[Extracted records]
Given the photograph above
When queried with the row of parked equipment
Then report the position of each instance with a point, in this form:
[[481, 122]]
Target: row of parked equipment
* * *
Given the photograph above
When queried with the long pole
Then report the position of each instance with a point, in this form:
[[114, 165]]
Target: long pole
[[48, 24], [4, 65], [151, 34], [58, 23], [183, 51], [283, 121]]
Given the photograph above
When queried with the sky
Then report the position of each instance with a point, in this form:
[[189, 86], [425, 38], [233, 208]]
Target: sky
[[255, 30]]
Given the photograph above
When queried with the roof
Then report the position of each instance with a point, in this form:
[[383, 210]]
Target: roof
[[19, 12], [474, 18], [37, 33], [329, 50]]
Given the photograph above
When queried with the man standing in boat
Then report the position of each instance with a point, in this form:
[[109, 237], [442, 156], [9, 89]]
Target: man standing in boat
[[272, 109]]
==
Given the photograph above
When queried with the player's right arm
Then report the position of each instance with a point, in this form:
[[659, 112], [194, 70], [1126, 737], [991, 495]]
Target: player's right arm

### Stated goal
List each line of the rows above that contains the word "player".

### Exercise solution
When queried with the player's right arm
Target: player's right arm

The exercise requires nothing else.